TEXT SEGMENT:
--*--

Let's not call that variable 'ctx', in blk-mq that's pretty much
reserved for the sw queues.
Hannes Reinecke May 26, 2017, 2:38 p.m. UTC | #2
On 05/26/2017 01:38 AM, Bart Van Assche wrote:
> Requests that got stuck in a block driver are neither on
> blk_mq_ctx.rq_list nor on any hw dispatch queue. Make these
> visible in debugfs through the "busy" attribute.
> 
> Signed-off-by: Bart Van Assche <bart.vanassche@sandisk.com>
> Cc: Christoph Hellwig <hch@lst.de>
> Cc: Hannes Reinecke <hare@suse.com>
> Cc: Omar Sandoval <osandov@fb.com>
> Cc: Ming Lei <ming.lei@redhat.com>
> ---
>  block/blk-mq-debugfs.c | 25 +++++++++++++++++++++++++
>  1 file changed, 25 insertions(+)
> 
> diff --git a/block/blk-mq-debugfs.c b/block/blk-mq-debugfs.c
> index 8b06a12c1461..70a2b955afee 100644
> --- a/block/blk-mq-debugfs.c
> +++ b/block/blk-mq-debugfs.c
> @@ -370,6 +370,30 @@ static const struct seq_operations hctx_dispatch_seq_ops = {
>  	.show	= blk_mq_debugfs_rq_show,
>  };
>  
> +struct show_busy_ctx {
> +	struct seq_file		*m;
> +	struct blk_mq_hw_ctx	*hctx;
> +};
> +
> +static void hctx_show_busy(struct request *rq, void *data, bool reserved)

--*--

[Excerpt from a dataset]

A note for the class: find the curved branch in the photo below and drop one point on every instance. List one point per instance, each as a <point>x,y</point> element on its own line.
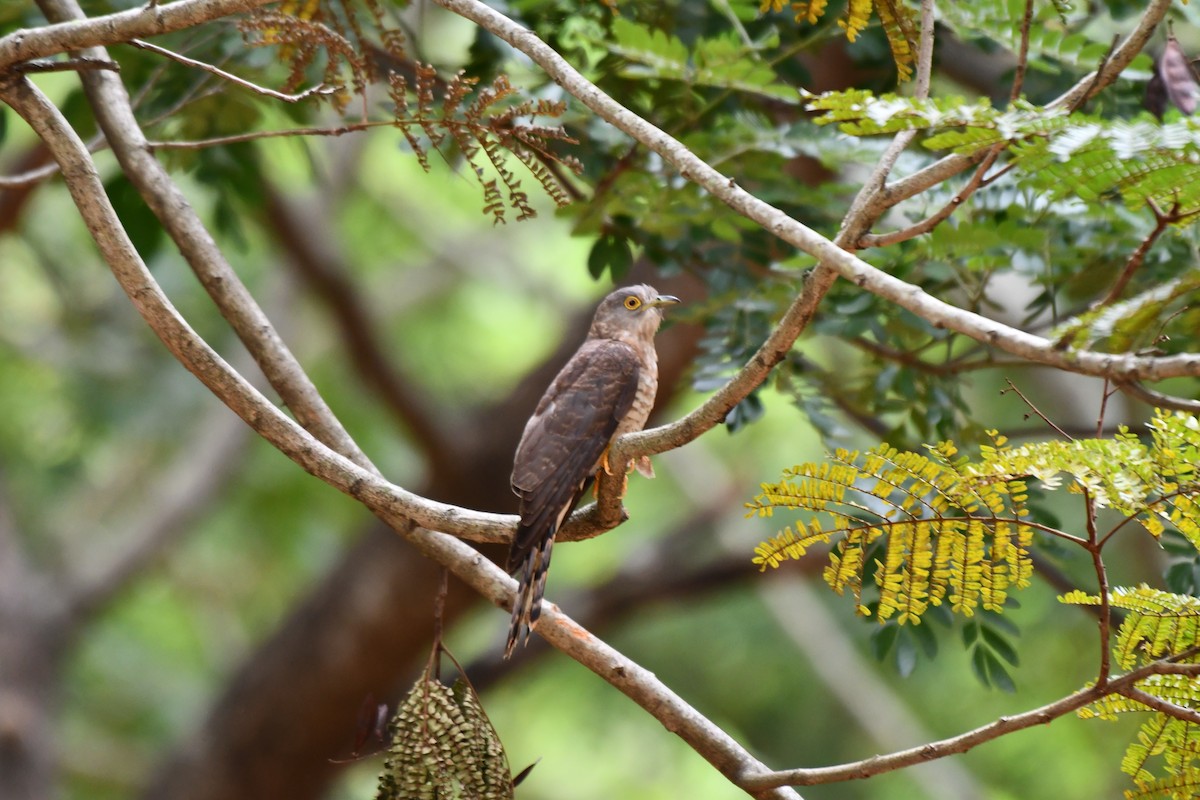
<point>1159,400</point>
<point>941,314</point>
<point>114,115</point>
<point>390,503</point>
<point>969,740</point>
<point>148,19</point>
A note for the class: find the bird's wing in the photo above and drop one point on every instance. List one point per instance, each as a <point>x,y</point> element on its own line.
<point>568,433</point>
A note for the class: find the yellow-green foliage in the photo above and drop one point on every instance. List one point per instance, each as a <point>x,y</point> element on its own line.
<point>1158,623</point>
<point>951,530</point>
<point>898,20</point>
<point>951,535</point>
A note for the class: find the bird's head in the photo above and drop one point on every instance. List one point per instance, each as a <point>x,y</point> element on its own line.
<point>631,313</point>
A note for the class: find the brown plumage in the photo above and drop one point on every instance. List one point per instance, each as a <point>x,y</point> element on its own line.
<point>605,391</point>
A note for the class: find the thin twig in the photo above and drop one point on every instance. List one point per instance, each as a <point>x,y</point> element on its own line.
<point>1159,704</point>
<point>969,740</point>
<point>1033,408</point>
<point>385,500</point>
<point>1023,54</point>
<point>943,214</point>
<point>1162,222</point>
<point>318,90</point>
<point>253,136</point>
<point>1159,400</point>
<point>78,64</point>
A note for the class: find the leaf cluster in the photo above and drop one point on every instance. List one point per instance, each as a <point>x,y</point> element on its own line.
<point>1158,625</point>
<point>952,534</point>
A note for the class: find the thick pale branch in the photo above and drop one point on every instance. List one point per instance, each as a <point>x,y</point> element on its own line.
<point>1086,88</point>
<point>114,115</point>
<point>390,503</point>
<point>941,314</point>
<point>963,743</point>
<point>144,20</point>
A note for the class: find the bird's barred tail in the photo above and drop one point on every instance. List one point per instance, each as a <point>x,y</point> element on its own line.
<point>531,587</point>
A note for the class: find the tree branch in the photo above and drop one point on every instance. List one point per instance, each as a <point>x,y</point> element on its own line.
<point>114,115</point>
<point>965,741</point>
<point>144,20</point>
<point>390,503</point>
<point>991,332</point>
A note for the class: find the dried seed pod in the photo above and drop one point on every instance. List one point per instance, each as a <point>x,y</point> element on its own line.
<point>1174,83</point>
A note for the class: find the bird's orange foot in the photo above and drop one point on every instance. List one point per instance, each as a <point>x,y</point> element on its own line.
<point>643,467</point>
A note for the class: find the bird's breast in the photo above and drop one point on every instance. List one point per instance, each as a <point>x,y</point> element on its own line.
<point>643,401</point>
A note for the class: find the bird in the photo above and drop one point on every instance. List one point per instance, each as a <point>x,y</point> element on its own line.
<point>604,391</point>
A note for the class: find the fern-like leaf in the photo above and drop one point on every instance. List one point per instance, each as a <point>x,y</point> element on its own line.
<point>948,537</point>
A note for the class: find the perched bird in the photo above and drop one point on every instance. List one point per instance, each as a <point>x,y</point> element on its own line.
<point>605,391</point>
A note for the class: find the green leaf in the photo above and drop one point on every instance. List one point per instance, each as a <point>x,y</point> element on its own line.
<point>610,253</point>
<point>139,222</point>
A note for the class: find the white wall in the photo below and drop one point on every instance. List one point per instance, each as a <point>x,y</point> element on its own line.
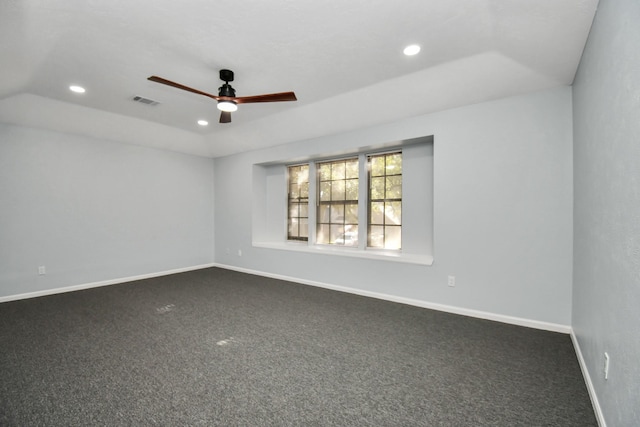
<point>91,210</point>
<point>502,210</point>
<point>606,302</point>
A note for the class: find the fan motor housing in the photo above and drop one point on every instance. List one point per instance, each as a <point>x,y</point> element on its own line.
<point>226,75</point>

--*--

REQUIREMENTS: Quote the patch discussion word for word, everything from "Hannes Reinecke May" down to "changed, 25 insertions(+)". The data were drawn from a separate source.

FULL RESPONSE:
Hannes Reinecke May 26, 2017, 2:38 p.m. UTC | #2
On 05/26/2017 01:38 AM, Bart Van Assche wrote:
> Requests that got stuck in a block driver are neither on
> blk_mq_ctx.rq_list nor on any hw dispatch queue. Make these
> visible in debugfs through the "busy" attribute.
> 
> Signed-off-by: Bart Van Assche <bart.vanassche@sandisk.com>
> Cc: Christoph Hellwig <hch@lst.de>
> Cc: Hannes Reinecke <hare@suse.com>
> Cc: Omar Sandoval <osandov@fb.com>
> Cc: Ming Lei <ming.lei@redhat.com>
> ---
>  block/blk-mq-debugfs.c | 25 +++++++++++++++++++++++++
>  1 file changed, 25 insertions(+)